**Records for processing:**
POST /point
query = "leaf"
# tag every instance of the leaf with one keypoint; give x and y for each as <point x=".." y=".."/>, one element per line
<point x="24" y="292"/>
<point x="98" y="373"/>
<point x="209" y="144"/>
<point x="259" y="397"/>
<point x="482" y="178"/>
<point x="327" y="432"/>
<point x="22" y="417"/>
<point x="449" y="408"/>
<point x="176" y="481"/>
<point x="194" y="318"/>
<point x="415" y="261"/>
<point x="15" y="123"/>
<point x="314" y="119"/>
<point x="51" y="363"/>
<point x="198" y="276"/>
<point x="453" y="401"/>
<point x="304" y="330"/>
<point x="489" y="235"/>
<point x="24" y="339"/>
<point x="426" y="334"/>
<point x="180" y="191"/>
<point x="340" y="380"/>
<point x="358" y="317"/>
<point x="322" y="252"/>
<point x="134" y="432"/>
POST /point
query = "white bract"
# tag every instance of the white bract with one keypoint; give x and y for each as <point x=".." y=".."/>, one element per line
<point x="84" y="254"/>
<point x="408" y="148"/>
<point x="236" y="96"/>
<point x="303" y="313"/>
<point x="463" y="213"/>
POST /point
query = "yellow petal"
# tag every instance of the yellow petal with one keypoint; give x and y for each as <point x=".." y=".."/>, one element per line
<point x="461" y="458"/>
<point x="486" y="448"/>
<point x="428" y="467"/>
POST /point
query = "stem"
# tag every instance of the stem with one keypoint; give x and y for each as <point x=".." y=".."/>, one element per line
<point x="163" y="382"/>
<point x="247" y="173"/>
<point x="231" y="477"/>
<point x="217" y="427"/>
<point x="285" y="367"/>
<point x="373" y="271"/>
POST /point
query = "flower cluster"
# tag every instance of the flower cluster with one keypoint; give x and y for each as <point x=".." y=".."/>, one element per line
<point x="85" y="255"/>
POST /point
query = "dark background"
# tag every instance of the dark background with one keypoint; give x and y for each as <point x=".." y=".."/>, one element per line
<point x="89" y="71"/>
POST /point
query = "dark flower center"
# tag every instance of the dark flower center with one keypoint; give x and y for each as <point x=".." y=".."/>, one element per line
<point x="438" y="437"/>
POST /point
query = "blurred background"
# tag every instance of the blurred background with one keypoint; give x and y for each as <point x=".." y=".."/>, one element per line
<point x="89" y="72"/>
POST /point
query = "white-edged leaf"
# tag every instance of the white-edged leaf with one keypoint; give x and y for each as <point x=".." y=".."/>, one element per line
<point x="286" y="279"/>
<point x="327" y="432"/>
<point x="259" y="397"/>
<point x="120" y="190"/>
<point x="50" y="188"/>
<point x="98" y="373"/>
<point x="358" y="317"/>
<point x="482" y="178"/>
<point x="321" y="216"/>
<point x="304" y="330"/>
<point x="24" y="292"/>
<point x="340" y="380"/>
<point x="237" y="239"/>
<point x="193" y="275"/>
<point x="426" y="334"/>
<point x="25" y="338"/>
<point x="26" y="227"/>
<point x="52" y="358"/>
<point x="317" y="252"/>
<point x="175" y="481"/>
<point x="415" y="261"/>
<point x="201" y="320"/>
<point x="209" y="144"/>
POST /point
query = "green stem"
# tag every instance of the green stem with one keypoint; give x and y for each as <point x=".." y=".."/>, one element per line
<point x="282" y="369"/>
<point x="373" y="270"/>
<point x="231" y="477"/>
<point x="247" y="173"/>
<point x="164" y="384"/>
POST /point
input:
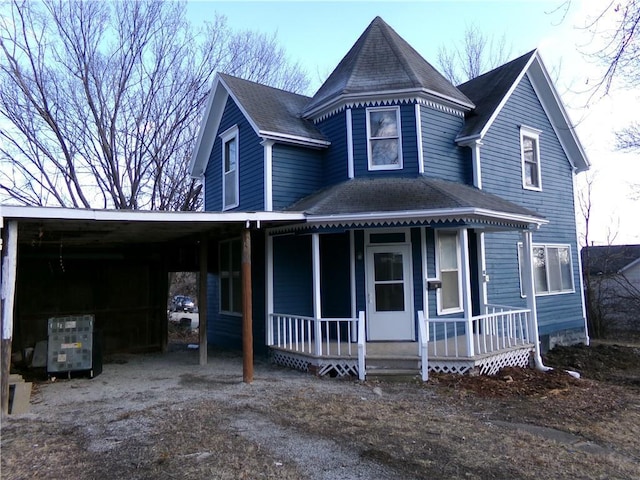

**Task description:**
Show each line of the data above that contains the word "every".

**Task answer:**
# tag every instance of the leaf with one keypoint; give x and y for each as <point x=".." y=".."/>, one element per line
# tag every instance of the white bract with one keypoint; give x and y for each as <point x=".." y=".."/>, one element per line
# tag every instance of the yellow petal with one keypoint; give x and y for each as <point x=".." y=".."/>, one element per line
# tag every instance of the stem with one keypoint; give x and y for each as <point x=".." y=".."/>, one element per line
# tag every instance of the flower cluster with one keypoint; give x and y for each as <point x=".." y=".."/>, one element per line
# tag every instance of the dark background with one keypoint; give x and y for each as <point x=".." y=".."/>, one element per line
# tag every instance of the dark flower center with one keypoint; give x and y for each as <point x=".." y=".."/>, one element per line
# tag every instance of the blurred background with one keypoint; give x and y for each as <point x=".." y=".."/>, one element per line
# tag every instance of the white-edged leaf with one keypoint; give x and y for each as <point x=".." y=".."/>, one element per line
# tag every instance of the green stem with one keypoint; give x and y for each as <point x=".." y=".."/>, one element per line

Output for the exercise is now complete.